> **Приведённый текст**
---+---
Два других довода следует разобрать отдельно. Итак, можно ли положить в основание критики договорной природы исполнения обязательства тот факт, что каждая из сторон правоотношения действует во исполнение разных обязанностей (имеется в виду обязанность должника и кредиторская обязанность принять исполнение). Во-первых, сам В.С. Толстой немногим ранее указывал на своеобразие кредиторской обязанности принять исполнение. Во-вторых, как представляется, данные обязанности выступают в качестве своего рода мотива для действий сторон, что для самих действий, в которых воплощается воля сторон, значения не имеет. Указание на различие обязанностей сторон, служащих основанием их действий, вовсе не опровергает того, что результатом взаимных действий может являться договор.
Приведем пример: одно лицо, действуя на основании договора поручения, заключает договор купли-продажи с другим лицом, которое действует на основании договора комиссии, являясь комиссионером. Каждая из сторон действует во исполнение разных обязанностей, более того, возникших из разных оснований (договор поручения и договор комиссии), однако едва ли мы поставим под сомнение договорную природу заключенной сделки купли-продажи.
Третий довод сводится к тому, что юридический акт каждой из сторон направлен на разные юридические последствия. Представляется, что это не так. Последствием исполнения обязательства является прекращение этого обязательства. Это и есть тот ближайший юридический результат, на который направлены действия сторон. И этот результат един как для кредитора, так и для должника. Последствием этого результата является получение соответствующего блага кредитором и освобождение от бремени должника. Эти юридические последствия действительно различны. Однако нельзя сказать, что кредитор не желает достичь результата, интересующего должника.
Отчуждение и в узком смысле представляется единой сделкой, а не соединением двух сделок, из которых одна заключала бы в себе прекращение права для данного лица, а другая - установление права равного содержания для другого. Такое раздвоение сделки отчуждения не может быть допущено уже потому, что тот, кто переносит свое право на другого, хочет именно этого перенесения, а не прекращения права, которое есть для него только последствие, а не цель сделки отчуждения.
---+---
> **Исходные данные**
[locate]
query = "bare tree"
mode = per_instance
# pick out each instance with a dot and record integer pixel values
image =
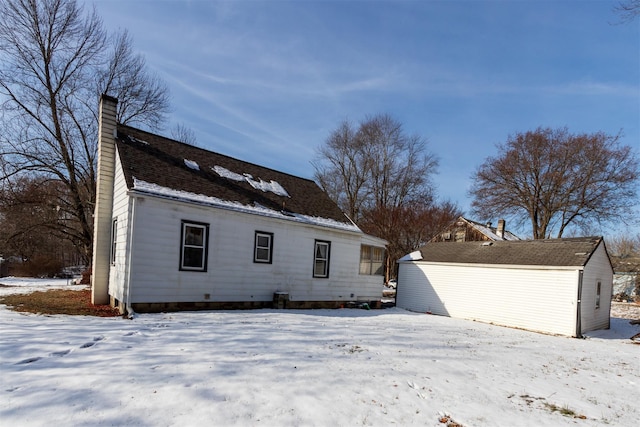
(408, 227)
(377, 173)
(556, 179)
(343, 167)
(376, 165)
(55, 60)
(184, 134)
(628, 10)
---+---
Скопируйте из приведённого текста отрывок от слов «Третий довод сводится» до слов «результата, интересующего должника.» без единого изменения.

Третий довод сводится к тому, что юридический акт каждой из сторон направлен на разные юридические последствия. Представляется, что это не так. Последствием исполнения обязательства является прекращение этого обязательства. Это и есть тот ближайший юридический результат, на который направлены действия сторон. И этот результат един как для кредитора, так и для должника. Последствием этого результата является получение соответствующего блага кредитором и освобождение от бремени должника. Эти юридические последствия действительно различны. Однако нельзя сказать, что кредитор не желает достичь результата, интересующего должника.